_Assignment_
Look below for the line holding "box: [328, 18, 394, 39]" and the line holding "positive clicks: (126, 273)". Repeat those two and everything between, exactly.

_Records shown_

+ + + + +

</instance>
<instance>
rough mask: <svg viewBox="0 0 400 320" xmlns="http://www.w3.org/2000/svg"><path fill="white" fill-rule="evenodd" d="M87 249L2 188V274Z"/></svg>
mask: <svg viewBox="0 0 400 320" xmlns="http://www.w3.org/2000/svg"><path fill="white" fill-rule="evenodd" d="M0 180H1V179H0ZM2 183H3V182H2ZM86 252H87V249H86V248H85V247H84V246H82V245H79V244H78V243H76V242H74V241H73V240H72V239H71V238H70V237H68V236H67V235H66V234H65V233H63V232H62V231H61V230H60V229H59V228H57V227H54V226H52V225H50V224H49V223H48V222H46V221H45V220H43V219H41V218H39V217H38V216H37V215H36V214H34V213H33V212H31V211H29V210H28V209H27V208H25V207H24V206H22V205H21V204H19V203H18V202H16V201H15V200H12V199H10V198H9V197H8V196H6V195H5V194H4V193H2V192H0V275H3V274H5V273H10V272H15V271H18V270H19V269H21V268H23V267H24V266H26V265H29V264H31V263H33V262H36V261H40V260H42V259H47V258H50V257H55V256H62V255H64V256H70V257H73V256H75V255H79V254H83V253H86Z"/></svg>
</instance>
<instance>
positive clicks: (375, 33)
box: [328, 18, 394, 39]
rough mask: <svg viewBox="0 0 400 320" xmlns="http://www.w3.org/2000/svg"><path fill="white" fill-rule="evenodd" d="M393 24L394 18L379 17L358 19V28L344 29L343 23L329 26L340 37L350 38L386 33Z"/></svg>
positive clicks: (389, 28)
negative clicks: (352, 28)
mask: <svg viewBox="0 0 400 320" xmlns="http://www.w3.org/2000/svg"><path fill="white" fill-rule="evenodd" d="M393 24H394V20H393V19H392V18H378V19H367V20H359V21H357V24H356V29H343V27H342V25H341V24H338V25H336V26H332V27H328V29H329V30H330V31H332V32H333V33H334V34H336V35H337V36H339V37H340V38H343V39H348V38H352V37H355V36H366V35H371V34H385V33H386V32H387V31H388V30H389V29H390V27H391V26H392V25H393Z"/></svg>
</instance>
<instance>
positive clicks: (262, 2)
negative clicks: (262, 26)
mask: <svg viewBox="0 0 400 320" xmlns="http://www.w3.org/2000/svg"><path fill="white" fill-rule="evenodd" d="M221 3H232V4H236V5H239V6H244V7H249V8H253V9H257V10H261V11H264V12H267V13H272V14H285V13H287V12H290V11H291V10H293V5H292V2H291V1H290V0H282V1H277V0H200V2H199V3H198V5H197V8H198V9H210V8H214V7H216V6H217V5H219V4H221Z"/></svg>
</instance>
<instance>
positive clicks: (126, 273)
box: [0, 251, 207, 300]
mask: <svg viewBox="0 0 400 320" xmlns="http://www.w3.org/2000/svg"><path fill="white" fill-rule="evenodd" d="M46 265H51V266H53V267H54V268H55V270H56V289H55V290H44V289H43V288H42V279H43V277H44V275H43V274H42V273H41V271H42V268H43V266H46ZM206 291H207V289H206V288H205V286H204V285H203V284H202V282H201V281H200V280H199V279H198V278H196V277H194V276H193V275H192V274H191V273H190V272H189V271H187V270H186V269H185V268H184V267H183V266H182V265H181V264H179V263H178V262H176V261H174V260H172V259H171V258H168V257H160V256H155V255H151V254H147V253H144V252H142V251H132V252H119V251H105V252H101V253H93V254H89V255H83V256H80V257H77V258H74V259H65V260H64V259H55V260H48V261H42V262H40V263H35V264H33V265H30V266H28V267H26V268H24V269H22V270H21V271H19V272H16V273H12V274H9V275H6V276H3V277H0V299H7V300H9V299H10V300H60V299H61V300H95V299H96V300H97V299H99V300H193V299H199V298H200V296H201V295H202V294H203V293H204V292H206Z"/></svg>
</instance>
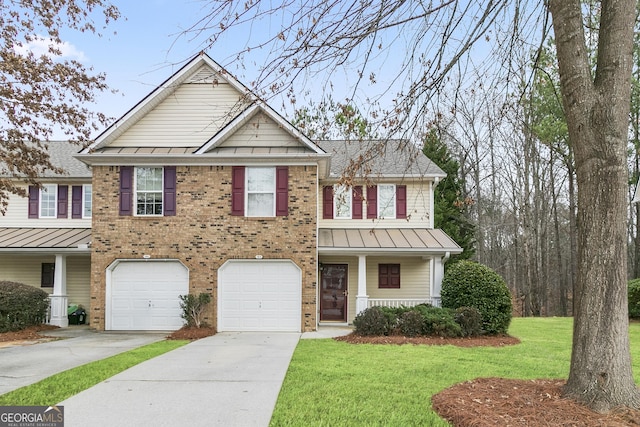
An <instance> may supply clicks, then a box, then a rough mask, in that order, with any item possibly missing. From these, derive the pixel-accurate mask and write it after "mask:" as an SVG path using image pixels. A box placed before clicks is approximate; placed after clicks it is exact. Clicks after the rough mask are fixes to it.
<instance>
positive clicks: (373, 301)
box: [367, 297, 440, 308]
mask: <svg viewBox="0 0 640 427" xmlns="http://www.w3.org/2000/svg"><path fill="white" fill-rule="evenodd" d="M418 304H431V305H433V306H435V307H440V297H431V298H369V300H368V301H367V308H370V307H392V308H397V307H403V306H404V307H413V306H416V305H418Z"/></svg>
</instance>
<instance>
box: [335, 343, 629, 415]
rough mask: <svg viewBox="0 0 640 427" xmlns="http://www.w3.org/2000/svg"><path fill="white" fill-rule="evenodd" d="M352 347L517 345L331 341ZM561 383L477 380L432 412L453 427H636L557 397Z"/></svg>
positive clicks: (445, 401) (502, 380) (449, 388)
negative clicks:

+ + + + +

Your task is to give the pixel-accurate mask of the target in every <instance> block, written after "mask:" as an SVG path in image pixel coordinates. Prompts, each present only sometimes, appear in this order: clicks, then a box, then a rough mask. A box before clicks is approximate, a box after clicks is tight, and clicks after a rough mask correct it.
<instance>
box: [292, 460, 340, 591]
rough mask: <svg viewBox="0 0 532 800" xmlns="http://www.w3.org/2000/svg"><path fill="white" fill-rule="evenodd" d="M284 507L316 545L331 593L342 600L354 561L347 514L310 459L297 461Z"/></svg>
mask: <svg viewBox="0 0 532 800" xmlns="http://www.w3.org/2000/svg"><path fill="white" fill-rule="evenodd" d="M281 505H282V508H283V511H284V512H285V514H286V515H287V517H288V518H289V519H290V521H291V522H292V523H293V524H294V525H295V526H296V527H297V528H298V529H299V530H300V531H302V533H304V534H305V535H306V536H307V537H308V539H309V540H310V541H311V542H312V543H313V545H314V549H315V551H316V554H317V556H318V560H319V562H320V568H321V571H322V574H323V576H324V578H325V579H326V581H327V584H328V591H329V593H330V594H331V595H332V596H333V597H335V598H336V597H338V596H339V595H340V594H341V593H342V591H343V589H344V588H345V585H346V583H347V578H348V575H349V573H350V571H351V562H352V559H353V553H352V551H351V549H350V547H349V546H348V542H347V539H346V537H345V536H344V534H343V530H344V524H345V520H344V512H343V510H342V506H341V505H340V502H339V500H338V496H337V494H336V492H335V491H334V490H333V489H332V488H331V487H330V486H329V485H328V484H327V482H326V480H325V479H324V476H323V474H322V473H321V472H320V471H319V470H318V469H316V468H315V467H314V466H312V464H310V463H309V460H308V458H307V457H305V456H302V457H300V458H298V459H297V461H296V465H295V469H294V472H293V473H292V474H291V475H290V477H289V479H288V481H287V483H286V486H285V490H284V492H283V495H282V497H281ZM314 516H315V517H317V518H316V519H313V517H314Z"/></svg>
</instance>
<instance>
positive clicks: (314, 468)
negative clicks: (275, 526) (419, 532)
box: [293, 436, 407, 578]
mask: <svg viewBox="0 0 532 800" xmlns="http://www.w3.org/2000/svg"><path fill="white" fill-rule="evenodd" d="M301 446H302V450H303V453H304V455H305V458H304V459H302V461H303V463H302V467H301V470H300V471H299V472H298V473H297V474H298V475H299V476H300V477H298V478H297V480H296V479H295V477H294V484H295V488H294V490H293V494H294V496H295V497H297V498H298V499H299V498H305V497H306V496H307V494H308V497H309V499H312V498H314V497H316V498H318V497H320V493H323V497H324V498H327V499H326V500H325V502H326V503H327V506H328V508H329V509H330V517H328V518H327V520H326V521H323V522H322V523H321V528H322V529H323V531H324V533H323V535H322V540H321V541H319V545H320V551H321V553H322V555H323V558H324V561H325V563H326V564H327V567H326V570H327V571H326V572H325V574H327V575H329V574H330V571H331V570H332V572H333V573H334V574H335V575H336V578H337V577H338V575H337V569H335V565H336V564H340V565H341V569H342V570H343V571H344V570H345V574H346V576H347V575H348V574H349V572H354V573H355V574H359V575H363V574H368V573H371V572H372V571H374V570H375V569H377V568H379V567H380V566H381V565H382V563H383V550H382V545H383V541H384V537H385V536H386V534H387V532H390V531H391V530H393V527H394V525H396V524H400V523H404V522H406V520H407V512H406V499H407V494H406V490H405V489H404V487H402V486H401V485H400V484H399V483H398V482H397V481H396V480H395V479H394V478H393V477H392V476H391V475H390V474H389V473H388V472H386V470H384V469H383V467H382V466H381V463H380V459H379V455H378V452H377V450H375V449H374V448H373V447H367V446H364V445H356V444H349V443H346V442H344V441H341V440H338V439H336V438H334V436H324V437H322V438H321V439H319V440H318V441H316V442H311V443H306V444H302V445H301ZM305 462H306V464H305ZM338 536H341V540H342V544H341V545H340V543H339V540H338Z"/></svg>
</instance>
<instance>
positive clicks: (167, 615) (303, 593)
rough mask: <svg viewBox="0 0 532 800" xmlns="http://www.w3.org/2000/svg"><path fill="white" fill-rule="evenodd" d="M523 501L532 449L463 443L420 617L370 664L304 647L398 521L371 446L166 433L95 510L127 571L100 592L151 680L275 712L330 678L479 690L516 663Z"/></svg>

+ + + + +

_Answer to this problem_
box: [328, 18, 394, 39]
rough mask: <svg viewBox="0 0 400 320" xmlns="http://www.w3.org/2000/svg"><path fill="white" fill-rule="evenodd" d="M393 24L394 18L379 17L358 19V28L344 29L343 23L329 26L340 37L350 38L386 33Z"/></svg>
positive clicks: (389, 28)
negative clicks: (352, 28)
mask: <svg viewBox="0 0 400 320" xmlns="http://www.w3.org/2000/svg"><path fill="white" fill-rule="evenodd" d="M393 24H394V20H393V19H392V18H378V19H367V20H359V21H357V24H356V29H343V27H342V25H341V24H338V25H336V26H332V27H328V29H329V30H330V31H332V32H333V33H334V34H336V35H337V36H339V37H340V38H343V39H348V38H352V37H355V36H366V35H371V34H385V33H386V32H387V31H388V30H389V29H390V27H391V26H392V25H393Z"/></svg>
</instance>
<instance>
positive clicks: (262, 2)
negative clicks: (262, 26)
mask: <svg viewBox="0 0 400 320" xmlns="http://www.w3.org/2000/svg"><path fill="white" fill-rule="evenodd" d="M221 3H232V4H236V5H239V6H244V7H249V8H253V9H257V10H261V11H264V12H267V13H272V14H285V13H287V12H290V11H291V10H293V5H292V2H291V1H290V0H282V1H277V0H200V2H199V3H198V5H197V8H198V9H210V8H214V7H216V6H217V5H219V4H221Z"/></svg>
</instance>
<instance>
positive clicks: (126, 273)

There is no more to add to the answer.